Written request: Put the lines from the start of the rows through the line containing "479), (478, 671)]", inclusive, into a Markdown table with an Index column for the line number and a Text column for the line itself. Leave out any blank lines.

# Source records start

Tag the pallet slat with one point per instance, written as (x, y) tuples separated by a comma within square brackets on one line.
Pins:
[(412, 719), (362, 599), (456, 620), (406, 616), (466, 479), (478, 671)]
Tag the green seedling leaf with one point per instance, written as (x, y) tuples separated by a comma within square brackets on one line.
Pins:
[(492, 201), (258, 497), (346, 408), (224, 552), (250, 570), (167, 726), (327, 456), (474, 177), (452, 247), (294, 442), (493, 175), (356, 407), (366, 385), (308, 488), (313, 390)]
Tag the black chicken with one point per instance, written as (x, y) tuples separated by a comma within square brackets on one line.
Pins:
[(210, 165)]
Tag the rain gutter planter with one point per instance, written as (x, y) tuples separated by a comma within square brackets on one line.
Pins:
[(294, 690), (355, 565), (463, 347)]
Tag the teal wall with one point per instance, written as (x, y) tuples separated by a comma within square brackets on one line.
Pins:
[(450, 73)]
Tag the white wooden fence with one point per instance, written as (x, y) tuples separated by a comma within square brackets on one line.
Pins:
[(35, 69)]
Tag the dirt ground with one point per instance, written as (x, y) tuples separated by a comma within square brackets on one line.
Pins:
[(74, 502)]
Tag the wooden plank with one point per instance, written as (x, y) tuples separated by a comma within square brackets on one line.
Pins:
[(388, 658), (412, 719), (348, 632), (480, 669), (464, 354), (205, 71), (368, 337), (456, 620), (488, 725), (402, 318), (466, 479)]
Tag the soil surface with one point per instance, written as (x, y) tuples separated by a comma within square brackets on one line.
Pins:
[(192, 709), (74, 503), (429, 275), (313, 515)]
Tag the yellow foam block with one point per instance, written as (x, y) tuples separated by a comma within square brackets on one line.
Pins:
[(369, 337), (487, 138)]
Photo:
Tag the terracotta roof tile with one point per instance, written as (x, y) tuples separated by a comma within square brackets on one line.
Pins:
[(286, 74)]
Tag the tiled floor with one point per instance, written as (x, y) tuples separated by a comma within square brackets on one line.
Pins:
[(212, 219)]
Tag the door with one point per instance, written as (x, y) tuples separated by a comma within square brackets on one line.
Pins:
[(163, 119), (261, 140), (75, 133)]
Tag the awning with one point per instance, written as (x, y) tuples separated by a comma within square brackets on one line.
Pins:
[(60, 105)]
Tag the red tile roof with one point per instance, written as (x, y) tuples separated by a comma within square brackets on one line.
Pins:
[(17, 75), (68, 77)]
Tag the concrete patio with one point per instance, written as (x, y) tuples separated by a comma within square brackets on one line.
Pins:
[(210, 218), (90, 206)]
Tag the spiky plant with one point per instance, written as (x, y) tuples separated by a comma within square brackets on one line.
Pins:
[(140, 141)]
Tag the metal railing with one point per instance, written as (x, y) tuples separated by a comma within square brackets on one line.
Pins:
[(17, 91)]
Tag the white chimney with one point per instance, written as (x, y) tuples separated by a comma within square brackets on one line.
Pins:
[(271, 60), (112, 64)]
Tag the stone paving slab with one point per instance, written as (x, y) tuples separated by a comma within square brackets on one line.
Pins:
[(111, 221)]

# Source records end

Response to this exercise:
| Index | Text |
|---|---|
| 1 | Tag the pallet slat with one point per instance, written as (x, y) tuples separated by a comma within square brackets on one line. |
| 2 | Pins: |
| 3 | [(412, 719), (362, 599), (456, 620), (406, 616), (466, 479), (478, 671)] |